TASK STATEMENT:
Copy the data below verbatim, keeping every line unchanged and in order.

Segmentation labeling entries
════

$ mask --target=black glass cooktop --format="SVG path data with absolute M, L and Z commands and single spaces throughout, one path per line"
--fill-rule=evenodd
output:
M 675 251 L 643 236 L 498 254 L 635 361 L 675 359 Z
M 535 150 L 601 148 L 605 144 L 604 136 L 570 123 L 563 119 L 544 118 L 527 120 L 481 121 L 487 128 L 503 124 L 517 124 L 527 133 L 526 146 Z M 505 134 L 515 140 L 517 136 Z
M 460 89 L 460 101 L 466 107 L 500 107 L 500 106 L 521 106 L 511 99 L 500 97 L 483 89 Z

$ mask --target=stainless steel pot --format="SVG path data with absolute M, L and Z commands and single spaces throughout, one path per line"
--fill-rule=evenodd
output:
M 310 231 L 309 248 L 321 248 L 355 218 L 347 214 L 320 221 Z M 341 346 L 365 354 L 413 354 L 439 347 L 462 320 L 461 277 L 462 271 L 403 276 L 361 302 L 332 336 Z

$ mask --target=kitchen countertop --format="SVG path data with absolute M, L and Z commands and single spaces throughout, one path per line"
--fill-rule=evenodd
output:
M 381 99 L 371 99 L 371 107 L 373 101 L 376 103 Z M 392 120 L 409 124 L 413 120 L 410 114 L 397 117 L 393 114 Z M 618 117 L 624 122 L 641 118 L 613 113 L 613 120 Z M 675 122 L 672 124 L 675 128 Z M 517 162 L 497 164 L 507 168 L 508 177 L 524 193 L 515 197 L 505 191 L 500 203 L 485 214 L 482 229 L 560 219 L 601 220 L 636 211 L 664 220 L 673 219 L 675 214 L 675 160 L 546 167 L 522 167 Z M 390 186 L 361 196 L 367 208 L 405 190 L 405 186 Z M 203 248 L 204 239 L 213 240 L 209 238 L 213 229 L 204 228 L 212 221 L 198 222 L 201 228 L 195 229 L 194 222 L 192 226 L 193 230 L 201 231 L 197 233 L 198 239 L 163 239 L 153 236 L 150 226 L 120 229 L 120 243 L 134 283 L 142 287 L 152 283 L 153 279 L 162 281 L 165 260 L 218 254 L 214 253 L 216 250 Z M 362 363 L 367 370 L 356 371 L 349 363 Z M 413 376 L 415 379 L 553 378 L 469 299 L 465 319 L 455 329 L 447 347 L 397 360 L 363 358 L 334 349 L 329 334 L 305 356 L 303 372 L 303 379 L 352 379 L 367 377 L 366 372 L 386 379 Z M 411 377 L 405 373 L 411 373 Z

════

ANSWER TO THE TASK:
$ mask --target=black glass cooktop --format="SVG path data with absolute M, L and Z commands and single spaces throughout, one path per line"
--fill-rule=evenodd
output:
M 675 251 L 643 236 L 498 254 L 635 361 L 675 359 Z
M 535 150 L 601 148 L 605 144 L 604 136 L 570 123 L 563 119 L 544 118 L 527 120 L 481 121 L 487 128 L 503 124 L 517 124 L 527 133 L 526 146 Z M 505 134 L 515 140 L 517 136 Z
M 460 89 L 460 101 L 466 107 L 500 107 L 500 106 L 521 106 L 511 99 L 500 97 L 483 89 Z

$ mask --target=stainless steel pot --format="SVG path data with absolute M, L and Z commands and single spaces throughout, one path per line"
--fill-rule=evenodd
output:
M 310 231 L 309 248 L 321 248 L 355 218 L 347 214 L 320 221 Z M 341 346 L 365 354 L 413 354 L 439 347 L 462 320 L 461 277 L 462 271 L 403 276 L 361 302 L 332 336 Z

$ mask --target=kitchen countertop --format="SVG path data with absolute M, L and Z commands and single spaces throughout, one path per line"
--fill-rule=evenodd
output:
M 381 99 L 371 99 L 371 107 L 373 101 L 376 103 Z M 392 120 L 409 124 L 413 120 L 410 114 L 397 117 L 393 114 Z M 618 117 L 624 122 L 641 118 L 613 113 L 613 120 Z M 675 122 L 672 124 L 675 128 Z M 517 162 L 497 164 L 507 168 L 508 177 L 524 193 L 515 197 L 505 191 L 500 203 L 485 214 L 482 229 L 560 219 L 601 220 L 636 211 L 664 220 L 673 219 L 675 214 L 675 160 L 546 167 L 522 167 Z M 390 186 L 361 196 L 367 208 L 405 190 L 405 186 Z M 203 248 L 204 239 L 213 240 L 209 238 L 213 229 L 204 228 L 212 221 L 198 222 L 201 228 L 195 229 L 194 222 L 192 226 L 193 230 L 201 231 L 197 233 L 198 239 L 163 239 L 153 236 L 150 226 L 120 229 L 120 243 L 134 283 L 142 287 L 152 283 L 153 279 L 162 281 L 165 260 L 218 254 L 214 253 L 216 250 Z M 362 363 L 367 370 L 356 371 L 349 363 Z M 413 376 L 415 379 L 553 378 L 469 299 L 465 319 L 455 329 L 447 347 L 397 360 L 363 358 L 334 349 L 329 334 L 305 356 L 303 372 L 303 379 L 352 379 L 367 377 L 366 372 L 386 379 Z M 411 377 L 405 373 L 411 373 Z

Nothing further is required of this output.